**Exercise text:**
^^^^^^^^^^^^^^^^

From 1981, and especially after his emigration in 1984, his poetry and essays were extensively published in the West: in Austria, France, Israel, the United States, Germany, Britain, Italy, and Canada. Since 1991, he has been widely published in the post-Soviet Russia and the former Soviet Baltic republics.

«Among poets whose works have not been eclipsed by their biographies; among the poetic stars shining especially bright, I want to name Yuri Kolker ... who is distinguished by his ability to create some very powerful metaphorical images that are perceived as self-valuable ... Absolutely amazing is his poem We’ll become English soil when we die, a bitter song about emigration, death and readiness to become part of English soil after a life ruined by Russia and partly recreated in Britain... One of the best in the whole volume <Yu. M. Valiyeva Collection is his poem Her biological life is over ... These two poems should be considered the classics and included in anthologies as iconic pieces...»
— Helena Eisenstein, The Literature is our Motherland, yours and mine (in Russian) (Neva magazine No 12, 2012, St.Petersburg).

His poetic work is usually understood as philosophical elegiac lyricism traditional in form, and "typically St. Petersburg perfectionist short poems". Yuri Kolker himself often emphasised his bellicose anti-avant-garde stance.

One of his most popular poems is the translation of Lord Tennyson The Charge of the Light Brigade. Yuri Kolker also translated from Shelly, Lord Byron, George Herbert, Dylan Thomas, García Lorca, Avrom Sutskever and other poets. Essays by the 19th century British historian Lord Acton translated by Yuri Kolker were published in 1992 in London and re-published in 2016 in Moscow.

Kolker is also well known for his aesthetically against-the-current non-conformist essays, including those on Khodasevich, Brodsky, Zabolotsky, Vladimir Lifshits, Yevtushenko; and his defiant memoirs, Iz pesni zlogo ne vykinesh (One can't throw out the evil from a song), V Iudeiskoy Pustune (The Desert of Milk and Honey), and others.

^^^^^^^^^^^^^^^^

**Prompt 1:** Render this sentence from the Yuri Kolker passage in Spanish: "Since 1991, he has been widely published in the post-Soviet Russia and the former Soviet Baltic republics."
**Prompt 2:** Copy the Yuri Kolker passage from "His poetic work" to "2016 in Moscow.", swapping "bellicose" out for "combative".
**Prompt 3:** According to the Yuri Kolker passage, in what year were his translations of Lord Acton's essays re-published in Moscow?
The data that comes next has no connection to the Yuri Kolker passage.

^^^^^^^^^^^^^^^^

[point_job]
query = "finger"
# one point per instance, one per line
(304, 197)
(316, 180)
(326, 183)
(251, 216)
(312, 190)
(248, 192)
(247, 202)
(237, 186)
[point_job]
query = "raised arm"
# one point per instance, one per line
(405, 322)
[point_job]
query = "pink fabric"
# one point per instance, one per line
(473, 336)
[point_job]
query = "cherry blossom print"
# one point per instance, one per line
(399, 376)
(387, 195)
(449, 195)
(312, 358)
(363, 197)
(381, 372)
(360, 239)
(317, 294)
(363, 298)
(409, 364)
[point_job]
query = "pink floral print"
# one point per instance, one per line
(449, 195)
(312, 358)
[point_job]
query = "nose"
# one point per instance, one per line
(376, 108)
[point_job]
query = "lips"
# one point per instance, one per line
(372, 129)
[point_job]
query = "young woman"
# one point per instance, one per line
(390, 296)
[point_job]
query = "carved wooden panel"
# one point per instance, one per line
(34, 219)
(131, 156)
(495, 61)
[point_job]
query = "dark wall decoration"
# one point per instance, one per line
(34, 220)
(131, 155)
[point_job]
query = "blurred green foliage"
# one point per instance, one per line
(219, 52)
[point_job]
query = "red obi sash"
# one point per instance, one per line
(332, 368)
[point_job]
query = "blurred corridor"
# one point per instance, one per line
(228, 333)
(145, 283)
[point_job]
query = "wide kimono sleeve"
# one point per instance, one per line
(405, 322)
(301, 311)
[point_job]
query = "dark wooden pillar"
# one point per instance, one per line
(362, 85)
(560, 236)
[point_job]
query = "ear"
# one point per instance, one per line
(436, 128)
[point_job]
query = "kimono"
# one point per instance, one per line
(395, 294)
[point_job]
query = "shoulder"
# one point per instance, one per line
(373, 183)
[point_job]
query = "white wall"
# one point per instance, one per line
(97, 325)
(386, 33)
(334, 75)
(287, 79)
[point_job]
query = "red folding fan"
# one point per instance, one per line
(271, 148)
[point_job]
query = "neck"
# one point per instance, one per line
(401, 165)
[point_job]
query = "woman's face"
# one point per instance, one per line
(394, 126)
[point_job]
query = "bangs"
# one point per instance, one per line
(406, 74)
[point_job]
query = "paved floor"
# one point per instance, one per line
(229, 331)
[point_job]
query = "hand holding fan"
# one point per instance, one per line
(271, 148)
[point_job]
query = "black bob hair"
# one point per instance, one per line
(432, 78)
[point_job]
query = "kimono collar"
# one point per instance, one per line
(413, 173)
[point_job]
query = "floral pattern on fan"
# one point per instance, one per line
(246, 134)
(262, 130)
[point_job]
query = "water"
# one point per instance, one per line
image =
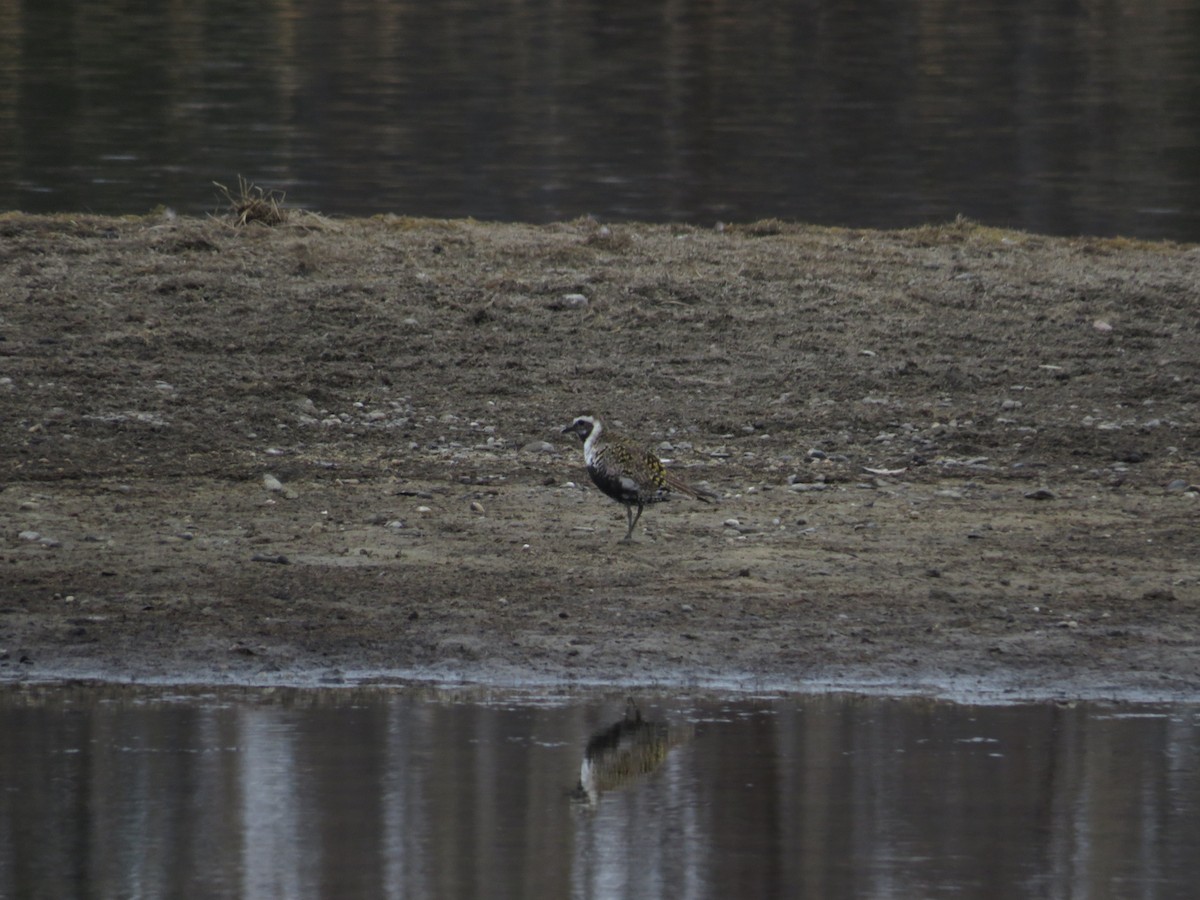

^^^^^^^^^^^^^^^^

**Your response 1:** Desde 1991, ha sido ampliamente publicado en la Rusia postsoviética y en las antiguas repúblicas bálticas soviéticas.

**Your response 2:**
His poetic work is usually understood as philosophical elegiac lyricism traditional in form, and "typically St. Petersburg perfectionist short poems". Yuri Kolker himself often emphasised his combative anti-avant-garde stance.

One of his most popular poems is the translation of Lord Tennyson The Charge of the Light Brigade. Yuri Kolker also translated from Shelly, Lord Byron, George Herbert, Dylan Thomas, García Lorca, Avrom Sutskever and other poets. Essays by the 19th century British historian Lord Acton translated by Yuri Kolker were published in 1992 in London and re-published in 2016 in Moscow.

**Your response 3:** 2016